• _Task statement_: Reproduce the data below verbatim from the line containing "Would you be able to indicate the blue bassinet" through its final line, and produce nothing more.

*** Opening Dataset entries ***

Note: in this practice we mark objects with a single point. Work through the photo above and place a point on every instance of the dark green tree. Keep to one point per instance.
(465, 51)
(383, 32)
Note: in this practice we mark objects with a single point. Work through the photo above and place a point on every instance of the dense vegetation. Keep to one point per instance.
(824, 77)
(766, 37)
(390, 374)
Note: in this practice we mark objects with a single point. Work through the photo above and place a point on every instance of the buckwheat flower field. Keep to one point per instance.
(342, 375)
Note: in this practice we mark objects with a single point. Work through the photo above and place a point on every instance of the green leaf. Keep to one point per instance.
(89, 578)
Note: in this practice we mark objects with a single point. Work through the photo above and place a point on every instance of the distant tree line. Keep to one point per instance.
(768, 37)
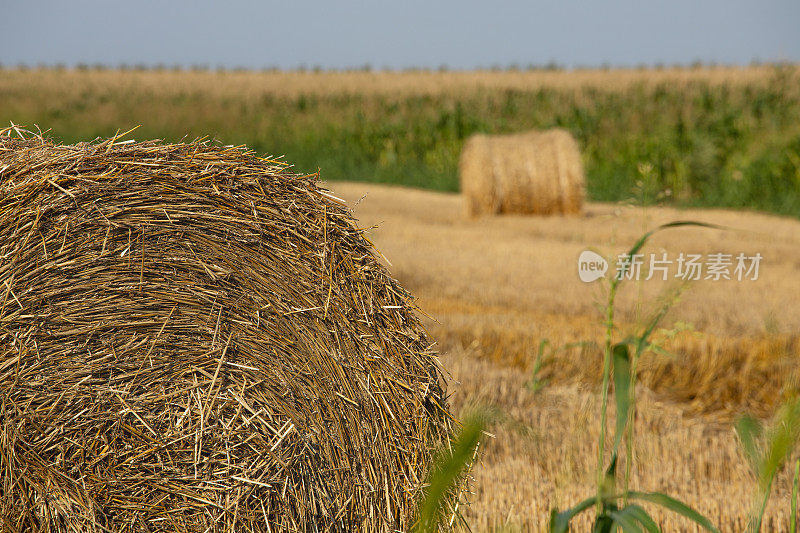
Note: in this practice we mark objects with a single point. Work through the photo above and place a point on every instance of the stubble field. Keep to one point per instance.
(495, 287)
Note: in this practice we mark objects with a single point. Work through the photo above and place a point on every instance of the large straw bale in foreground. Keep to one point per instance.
(194, 339)
(528, 173)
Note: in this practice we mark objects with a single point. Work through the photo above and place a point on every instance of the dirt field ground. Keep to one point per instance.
(495, 287)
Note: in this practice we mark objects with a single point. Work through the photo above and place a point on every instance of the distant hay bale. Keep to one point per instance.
(528, 173)
(192, 338)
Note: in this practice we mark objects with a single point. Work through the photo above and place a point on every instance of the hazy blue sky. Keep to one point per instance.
(398, 34)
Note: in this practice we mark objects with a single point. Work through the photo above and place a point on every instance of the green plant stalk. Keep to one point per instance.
(604, 402)
(793, 523)
(641, 345)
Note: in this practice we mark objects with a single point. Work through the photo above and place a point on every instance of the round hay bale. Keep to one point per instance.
(528, 173)
(192, 338)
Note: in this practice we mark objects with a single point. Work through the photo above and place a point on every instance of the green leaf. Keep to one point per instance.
(603, 524)
(622, 381)
(627, 522)
(559, 522)
(795, 482)
(749, 431)
(447, 471)
(638, 514)
(644, 238)
(676, 506)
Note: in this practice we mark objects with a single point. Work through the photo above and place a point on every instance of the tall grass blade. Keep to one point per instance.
(793, 523)
(447, 472)
(622, 383)
(637, 514)
(749, 431)
(559, 522)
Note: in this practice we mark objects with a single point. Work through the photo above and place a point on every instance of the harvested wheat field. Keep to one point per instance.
(495, 287)
(195, 339)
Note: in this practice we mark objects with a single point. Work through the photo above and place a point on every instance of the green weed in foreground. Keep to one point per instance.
(619, 508)
(438, 507)
(767, 450)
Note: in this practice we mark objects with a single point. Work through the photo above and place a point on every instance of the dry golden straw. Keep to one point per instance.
(528, 173)
(192, 338)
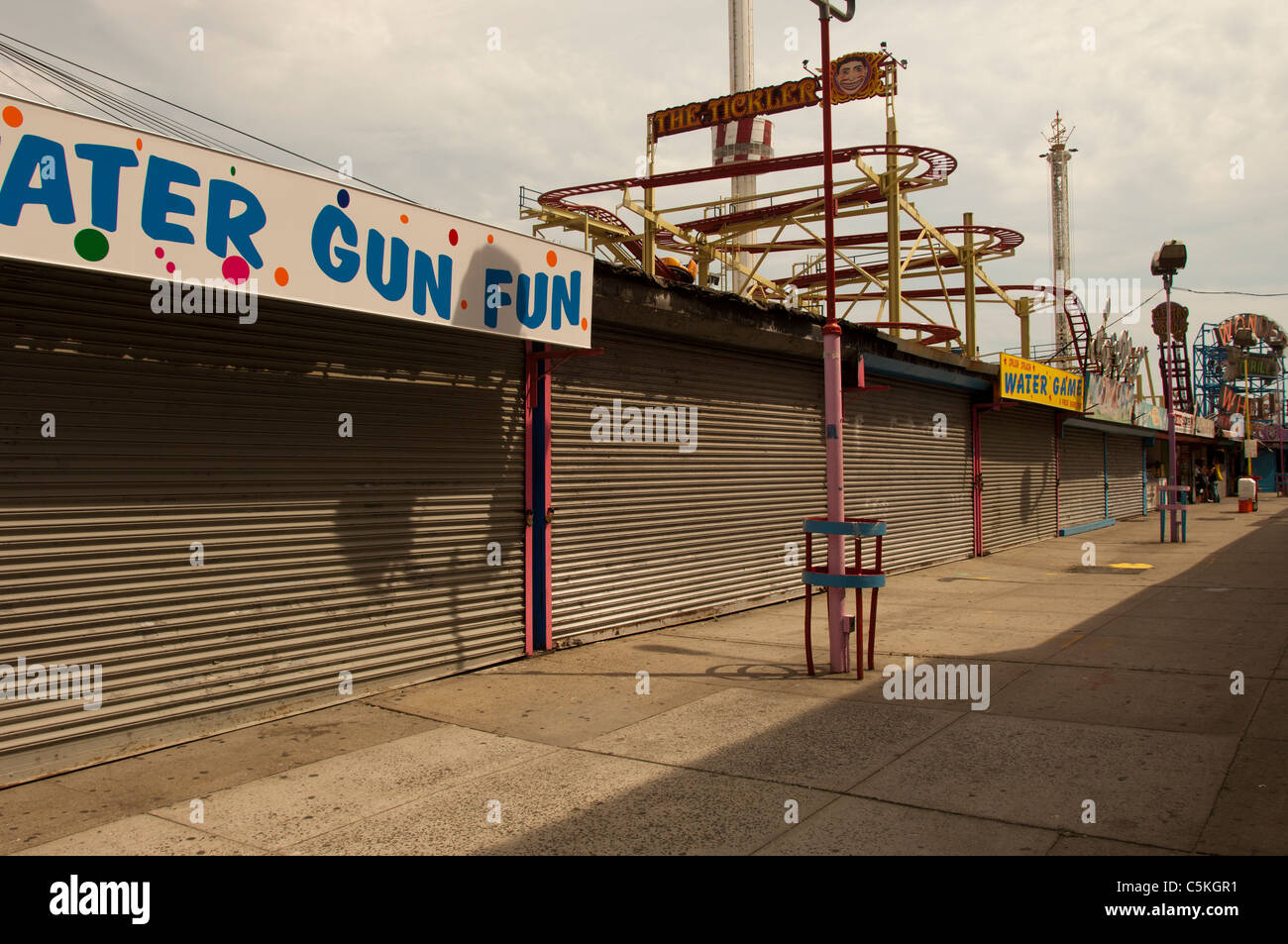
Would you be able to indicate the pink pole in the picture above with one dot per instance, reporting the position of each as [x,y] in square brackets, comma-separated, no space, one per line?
[838,646]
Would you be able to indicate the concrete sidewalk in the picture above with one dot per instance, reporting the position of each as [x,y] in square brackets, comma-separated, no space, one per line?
[1107,685]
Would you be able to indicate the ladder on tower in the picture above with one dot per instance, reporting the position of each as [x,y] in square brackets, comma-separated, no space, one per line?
[1176,376]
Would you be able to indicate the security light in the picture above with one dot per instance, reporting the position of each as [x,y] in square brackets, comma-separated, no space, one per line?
[1170,259]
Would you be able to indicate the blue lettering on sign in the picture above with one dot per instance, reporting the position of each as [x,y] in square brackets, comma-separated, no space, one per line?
[159,201]
[566,300]
[222,227]
[54,193]
[537,314]
[106,162]
[492,295]
[397,284]
[438,286]
[346,262]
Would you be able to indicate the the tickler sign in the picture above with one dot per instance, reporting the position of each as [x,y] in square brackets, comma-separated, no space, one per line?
[76,191]
[854,76]
[1028,380]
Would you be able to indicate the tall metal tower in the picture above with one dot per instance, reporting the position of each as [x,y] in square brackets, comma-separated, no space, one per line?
[747,140]
[1061,248]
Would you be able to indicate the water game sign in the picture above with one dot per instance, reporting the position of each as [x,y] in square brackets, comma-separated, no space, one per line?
[77,191]
[1028,380]
[854,76]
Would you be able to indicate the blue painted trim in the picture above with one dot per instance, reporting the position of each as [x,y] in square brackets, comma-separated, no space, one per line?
[846,528]
[1111,428]
[1093,526]
[540,501]
[888,366]
[850,581]
[1144,478]
[1104,442]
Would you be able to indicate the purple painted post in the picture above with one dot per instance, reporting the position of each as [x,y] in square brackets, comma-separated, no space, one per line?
[837,642]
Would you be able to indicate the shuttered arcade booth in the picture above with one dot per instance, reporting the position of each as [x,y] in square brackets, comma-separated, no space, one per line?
[1019,475]
[1102,474]
[136,441]
[909,464]
[681,471]
[1126,472]
[1083,496]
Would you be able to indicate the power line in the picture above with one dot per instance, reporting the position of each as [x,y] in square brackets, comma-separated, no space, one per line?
[1219,291]
[205,117]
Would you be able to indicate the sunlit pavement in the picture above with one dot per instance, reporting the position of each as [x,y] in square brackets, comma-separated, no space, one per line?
[1111,728]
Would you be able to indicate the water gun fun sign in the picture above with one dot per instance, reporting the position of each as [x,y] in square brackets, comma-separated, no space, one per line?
[89,193]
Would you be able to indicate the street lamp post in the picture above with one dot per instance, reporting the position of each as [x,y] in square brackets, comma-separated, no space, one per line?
[837,642]
[1167,262]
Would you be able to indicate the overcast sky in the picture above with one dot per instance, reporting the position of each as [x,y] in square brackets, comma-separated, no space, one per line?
[1168,102]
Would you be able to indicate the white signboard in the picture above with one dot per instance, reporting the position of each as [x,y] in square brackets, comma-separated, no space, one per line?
[76,191]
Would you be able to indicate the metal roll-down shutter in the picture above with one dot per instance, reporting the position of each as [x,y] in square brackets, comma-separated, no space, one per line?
[1018,467]
[909,463]
[322,556]
[1126,476]
[1082,476]
[645,533]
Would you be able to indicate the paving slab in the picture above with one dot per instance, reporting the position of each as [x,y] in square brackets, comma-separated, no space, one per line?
[812,742]
[1199,656]
[1258,635]
[142,835]
[542,699]
[574,802]
[1159,700]
[309,800]
[43,810]
[1151,787]
[200,768]
[1271,717]
[853,826]
[1089,845]
[1250,813]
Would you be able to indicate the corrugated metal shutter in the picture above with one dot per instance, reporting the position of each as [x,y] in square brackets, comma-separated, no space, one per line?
[1126,476]
[898,469]
[645,535]
[322,554]
[1018,465]
[1082,476]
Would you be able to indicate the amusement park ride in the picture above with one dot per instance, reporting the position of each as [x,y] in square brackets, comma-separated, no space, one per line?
[825,268]
[719,241]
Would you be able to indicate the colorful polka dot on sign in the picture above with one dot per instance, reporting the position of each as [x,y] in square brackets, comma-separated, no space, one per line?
[236,269]
[90,245]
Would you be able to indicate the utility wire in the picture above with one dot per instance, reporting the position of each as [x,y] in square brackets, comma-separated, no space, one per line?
[1219,291]
[206,117]
[25,86]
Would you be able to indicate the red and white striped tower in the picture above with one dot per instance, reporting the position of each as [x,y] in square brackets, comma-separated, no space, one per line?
[746,140]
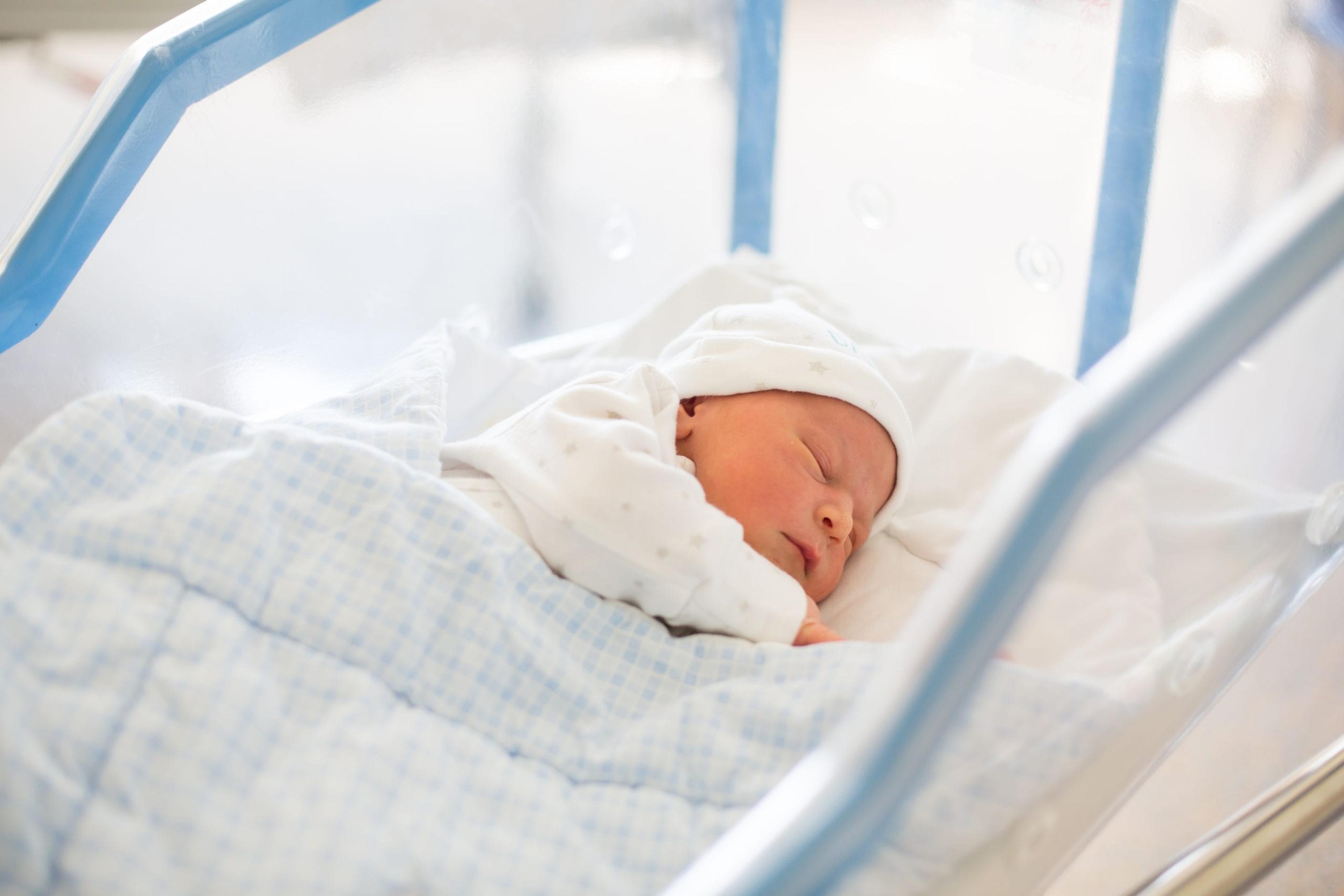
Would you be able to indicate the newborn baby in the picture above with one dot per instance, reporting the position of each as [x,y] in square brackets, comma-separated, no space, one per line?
[722,488]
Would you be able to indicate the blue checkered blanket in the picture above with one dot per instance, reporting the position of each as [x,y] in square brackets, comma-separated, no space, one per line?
[286,657]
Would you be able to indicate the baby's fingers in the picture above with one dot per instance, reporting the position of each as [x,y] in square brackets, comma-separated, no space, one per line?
[815,632]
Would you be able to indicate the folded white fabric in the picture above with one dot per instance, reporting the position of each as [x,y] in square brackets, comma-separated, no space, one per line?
[779,346]
[593,472]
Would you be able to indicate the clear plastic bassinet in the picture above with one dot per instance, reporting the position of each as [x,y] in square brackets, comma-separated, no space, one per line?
[344,174]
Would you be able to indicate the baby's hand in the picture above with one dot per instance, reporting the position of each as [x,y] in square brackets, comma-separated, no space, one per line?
[814,630]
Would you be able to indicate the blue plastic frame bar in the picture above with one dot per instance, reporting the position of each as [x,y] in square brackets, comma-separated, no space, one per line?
[760,33]
[831,809]
[127,124]
[1123,206]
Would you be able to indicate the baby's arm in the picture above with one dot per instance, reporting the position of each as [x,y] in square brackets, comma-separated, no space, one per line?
[593,471]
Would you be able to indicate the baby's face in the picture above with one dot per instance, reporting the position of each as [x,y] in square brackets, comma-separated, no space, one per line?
[804,475]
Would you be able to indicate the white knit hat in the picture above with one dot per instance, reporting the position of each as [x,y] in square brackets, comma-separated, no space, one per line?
[777,346]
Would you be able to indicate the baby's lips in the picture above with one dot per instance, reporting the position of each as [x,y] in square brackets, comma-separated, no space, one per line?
[810,554]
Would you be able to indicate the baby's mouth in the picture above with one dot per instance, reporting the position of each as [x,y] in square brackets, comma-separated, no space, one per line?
[806,551]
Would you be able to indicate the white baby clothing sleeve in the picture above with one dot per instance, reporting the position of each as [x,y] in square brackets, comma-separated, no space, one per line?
[592,469]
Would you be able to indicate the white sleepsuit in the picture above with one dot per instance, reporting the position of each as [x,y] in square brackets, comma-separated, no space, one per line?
[593,472]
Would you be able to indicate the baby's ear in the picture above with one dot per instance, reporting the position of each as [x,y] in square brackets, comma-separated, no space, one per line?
[686,417]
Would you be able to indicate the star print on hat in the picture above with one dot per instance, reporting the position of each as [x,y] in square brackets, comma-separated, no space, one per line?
[777,346]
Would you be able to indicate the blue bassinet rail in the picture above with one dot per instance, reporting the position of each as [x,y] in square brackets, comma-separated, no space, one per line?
[827,813]
[126,127]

*** Closing Dataset entries ***

• _Solution for this problem_:
Would you be able to indicate the blue bassinet rail in the picture above with one dot per instance, reporting the position of each as [x,y] in square brackets, comma-separated, no space, one per line?
[827,813]
[126,127]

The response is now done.